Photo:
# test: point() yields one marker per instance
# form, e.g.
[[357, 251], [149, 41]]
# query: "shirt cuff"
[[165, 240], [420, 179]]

TRY IT :: Would you please repeat, exactly as written, the lines from the one containing "# test: point()" through the end of the listing above, including both, and only those?

FINISHED TASK ::
# test: point() yields one marker per instance
# form, e.g.
[[357, 251], [149, 41]]
# query: "shirt cuff"
[[165, 240], [420, 179]]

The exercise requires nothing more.